**Description of the task**
Pick out each line in the records below that contains the word "stick", and copy those lines. Case counts.

**Given data**
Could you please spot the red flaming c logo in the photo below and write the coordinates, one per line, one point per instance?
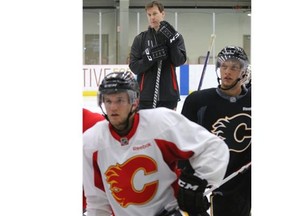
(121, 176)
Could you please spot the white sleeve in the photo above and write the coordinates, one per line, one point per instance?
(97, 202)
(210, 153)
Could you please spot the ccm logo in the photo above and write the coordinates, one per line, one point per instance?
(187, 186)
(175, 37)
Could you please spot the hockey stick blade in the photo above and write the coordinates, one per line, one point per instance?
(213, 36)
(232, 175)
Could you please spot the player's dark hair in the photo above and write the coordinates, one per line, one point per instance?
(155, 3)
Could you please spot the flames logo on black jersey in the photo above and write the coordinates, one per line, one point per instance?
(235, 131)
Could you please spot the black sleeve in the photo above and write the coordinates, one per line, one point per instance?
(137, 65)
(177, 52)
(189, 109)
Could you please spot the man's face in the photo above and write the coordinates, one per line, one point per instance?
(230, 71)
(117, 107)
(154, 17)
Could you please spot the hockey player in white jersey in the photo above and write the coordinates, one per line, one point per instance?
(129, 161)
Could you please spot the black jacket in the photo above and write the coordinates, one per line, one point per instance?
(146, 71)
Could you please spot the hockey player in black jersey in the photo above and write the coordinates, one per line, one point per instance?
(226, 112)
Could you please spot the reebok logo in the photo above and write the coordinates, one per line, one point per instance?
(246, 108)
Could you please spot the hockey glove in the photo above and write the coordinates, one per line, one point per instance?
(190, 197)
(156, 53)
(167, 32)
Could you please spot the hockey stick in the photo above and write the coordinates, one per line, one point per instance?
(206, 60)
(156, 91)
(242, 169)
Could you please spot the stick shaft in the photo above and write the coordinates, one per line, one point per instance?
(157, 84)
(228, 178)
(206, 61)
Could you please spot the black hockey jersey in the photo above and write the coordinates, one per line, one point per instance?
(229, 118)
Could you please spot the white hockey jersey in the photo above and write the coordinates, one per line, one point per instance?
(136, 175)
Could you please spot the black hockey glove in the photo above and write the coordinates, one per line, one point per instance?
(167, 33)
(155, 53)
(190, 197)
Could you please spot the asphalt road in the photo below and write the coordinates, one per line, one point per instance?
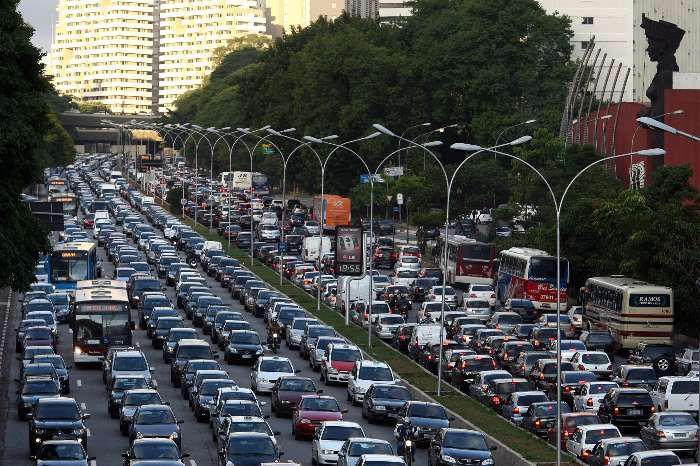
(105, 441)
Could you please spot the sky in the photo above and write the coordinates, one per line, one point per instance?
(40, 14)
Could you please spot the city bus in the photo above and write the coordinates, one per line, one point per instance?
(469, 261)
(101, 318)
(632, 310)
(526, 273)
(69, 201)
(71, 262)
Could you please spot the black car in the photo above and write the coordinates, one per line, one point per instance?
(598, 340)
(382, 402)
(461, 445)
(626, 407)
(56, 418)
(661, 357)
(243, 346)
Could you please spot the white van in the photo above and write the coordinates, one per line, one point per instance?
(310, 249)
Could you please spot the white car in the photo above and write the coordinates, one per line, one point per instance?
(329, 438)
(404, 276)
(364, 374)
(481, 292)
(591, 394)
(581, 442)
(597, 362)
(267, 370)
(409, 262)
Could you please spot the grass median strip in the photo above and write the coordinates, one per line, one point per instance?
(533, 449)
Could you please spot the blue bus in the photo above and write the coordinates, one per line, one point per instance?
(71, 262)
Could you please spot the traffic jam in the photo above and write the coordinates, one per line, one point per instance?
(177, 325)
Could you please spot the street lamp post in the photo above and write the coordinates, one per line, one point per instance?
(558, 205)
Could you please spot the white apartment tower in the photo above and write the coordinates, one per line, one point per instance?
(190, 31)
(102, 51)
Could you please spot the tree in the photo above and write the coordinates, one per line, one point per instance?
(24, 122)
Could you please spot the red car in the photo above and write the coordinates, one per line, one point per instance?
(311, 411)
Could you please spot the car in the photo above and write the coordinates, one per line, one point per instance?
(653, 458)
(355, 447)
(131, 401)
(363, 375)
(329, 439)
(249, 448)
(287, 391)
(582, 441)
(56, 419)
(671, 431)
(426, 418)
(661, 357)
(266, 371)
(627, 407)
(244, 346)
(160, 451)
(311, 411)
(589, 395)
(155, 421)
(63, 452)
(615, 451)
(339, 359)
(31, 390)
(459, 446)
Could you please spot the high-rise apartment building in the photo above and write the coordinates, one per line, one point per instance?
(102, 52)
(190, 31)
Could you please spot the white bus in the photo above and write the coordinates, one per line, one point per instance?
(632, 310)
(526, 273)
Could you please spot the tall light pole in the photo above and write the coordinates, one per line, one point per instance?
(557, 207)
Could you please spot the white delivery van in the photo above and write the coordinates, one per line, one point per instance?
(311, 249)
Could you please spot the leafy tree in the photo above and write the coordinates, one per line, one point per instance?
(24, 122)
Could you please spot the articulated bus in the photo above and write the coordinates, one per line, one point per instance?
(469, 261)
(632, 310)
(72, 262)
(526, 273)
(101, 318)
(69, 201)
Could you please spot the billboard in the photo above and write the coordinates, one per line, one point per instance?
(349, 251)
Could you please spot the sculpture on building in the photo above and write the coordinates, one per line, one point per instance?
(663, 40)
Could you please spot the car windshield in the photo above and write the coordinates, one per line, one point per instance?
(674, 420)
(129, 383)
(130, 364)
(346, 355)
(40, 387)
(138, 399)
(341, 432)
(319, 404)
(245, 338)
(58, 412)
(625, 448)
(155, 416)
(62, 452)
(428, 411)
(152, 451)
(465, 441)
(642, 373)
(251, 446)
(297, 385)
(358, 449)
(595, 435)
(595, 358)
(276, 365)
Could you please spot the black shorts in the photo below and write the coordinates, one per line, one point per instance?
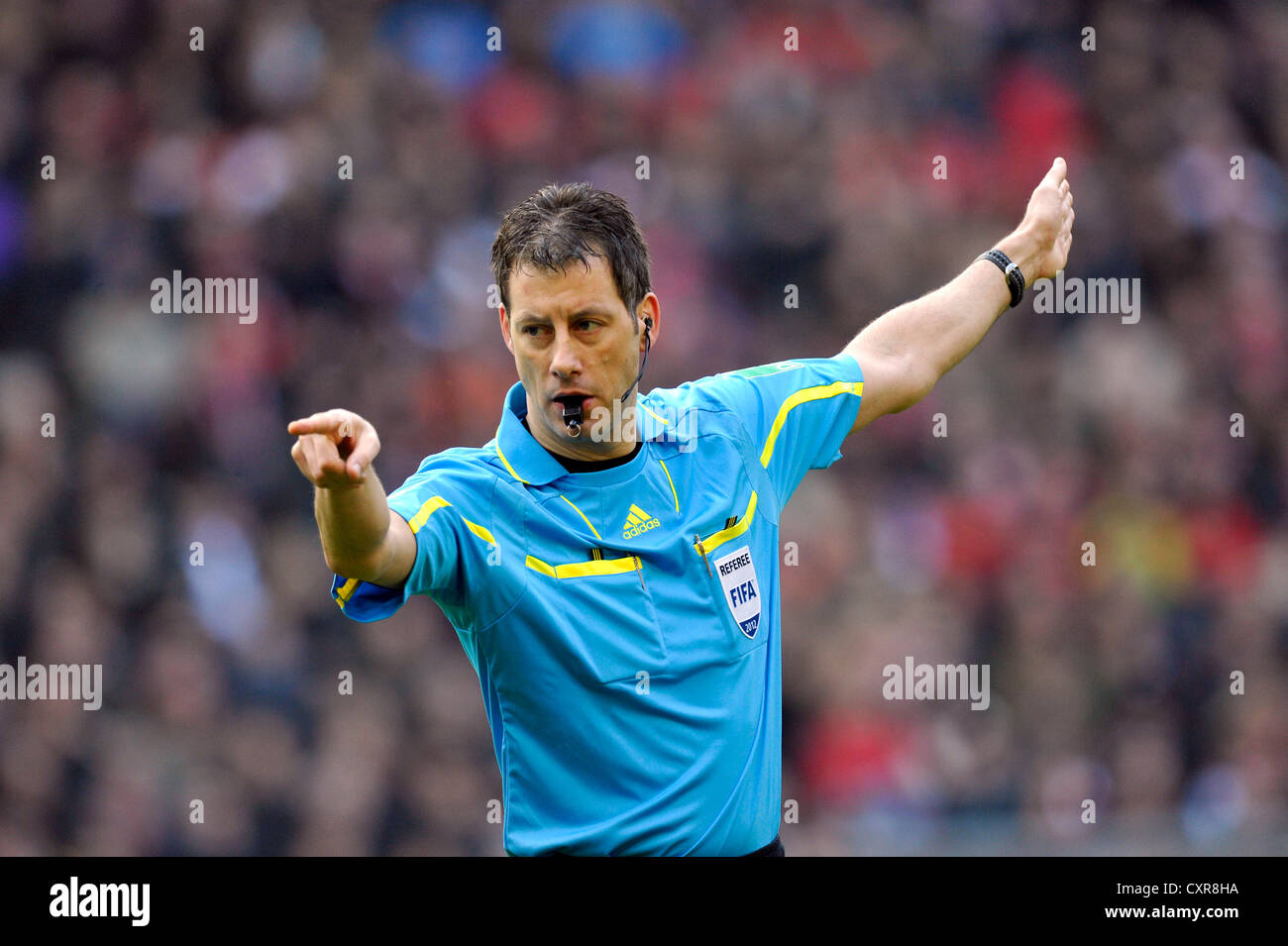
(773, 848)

--

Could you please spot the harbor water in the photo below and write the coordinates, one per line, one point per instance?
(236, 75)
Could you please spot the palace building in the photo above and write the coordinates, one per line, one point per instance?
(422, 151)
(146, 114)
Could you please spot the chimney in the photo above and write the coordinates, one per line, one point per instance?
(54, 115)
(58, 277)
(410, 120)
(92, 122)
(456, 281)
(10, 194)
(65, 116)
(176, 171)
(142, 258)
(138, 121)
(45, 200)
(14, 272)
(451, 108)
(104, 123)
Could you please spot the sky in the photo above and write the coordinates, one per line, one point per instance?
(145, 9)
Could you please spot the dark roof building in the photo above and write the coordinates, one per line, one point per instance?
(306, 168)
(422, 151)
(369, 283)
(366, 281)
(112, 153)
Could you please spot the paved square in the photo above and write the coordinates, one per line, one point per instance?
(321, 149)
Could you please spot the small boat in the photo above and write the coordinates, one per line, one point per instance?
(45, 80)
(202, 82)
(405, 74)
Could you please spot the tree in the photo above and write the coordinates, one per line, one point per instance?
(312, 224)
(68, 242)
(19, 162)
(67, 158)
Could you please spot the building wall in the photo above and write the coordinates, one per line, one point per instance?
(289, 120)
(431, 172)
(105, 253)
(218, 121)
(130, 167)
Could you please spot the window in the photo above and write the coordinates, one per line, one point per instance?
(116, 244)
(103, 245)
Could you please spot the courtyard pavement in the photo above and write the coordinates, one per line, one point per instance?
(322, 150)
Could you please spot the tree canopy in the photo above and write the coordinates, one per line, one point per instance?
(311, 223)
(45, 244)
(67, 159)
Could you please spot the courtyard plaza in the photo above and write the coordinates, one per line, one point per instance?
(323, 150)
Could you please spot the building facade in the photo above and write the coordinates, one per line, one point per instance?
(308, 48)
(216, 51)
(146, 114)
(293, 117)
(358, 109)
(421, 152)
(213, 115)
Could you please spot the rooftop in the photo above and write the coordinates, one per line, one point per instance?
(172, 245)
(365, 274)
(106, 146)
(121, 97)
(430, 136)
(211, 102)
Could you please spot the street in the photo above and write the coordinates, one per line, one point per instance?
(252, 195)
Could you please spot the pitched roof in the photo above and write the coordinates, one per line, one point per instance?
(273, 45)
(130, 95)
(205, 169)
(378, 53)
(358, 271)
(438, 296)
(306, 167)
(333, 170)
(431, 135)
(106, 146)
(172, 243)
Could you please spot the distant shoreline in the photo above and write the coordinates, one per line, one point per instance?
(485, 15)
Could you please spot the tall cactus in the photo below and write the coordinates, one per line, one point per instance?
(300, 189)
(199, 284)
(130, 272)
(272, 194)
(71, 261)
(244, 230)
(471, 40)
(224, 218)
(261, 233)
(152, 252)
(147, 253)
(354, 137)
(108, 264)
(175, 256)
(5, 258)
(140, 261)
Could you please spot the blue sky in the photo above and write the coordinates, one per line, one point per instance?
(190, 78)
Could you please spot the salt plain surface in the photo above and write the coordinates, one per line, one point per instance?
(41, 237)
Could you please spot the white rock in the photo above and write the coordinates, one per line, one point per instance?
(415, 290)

**Written response**
Could you please spot the hockey stick blade in the photo above and write the coordinates, one per line, one point per instance?
Could you please spot the hockey stick in the photo above and write the coordinates, one per line, one point per instance?
Could you please spot the stick shaft in the photo above and write the coordinates, one per line, one point per instance?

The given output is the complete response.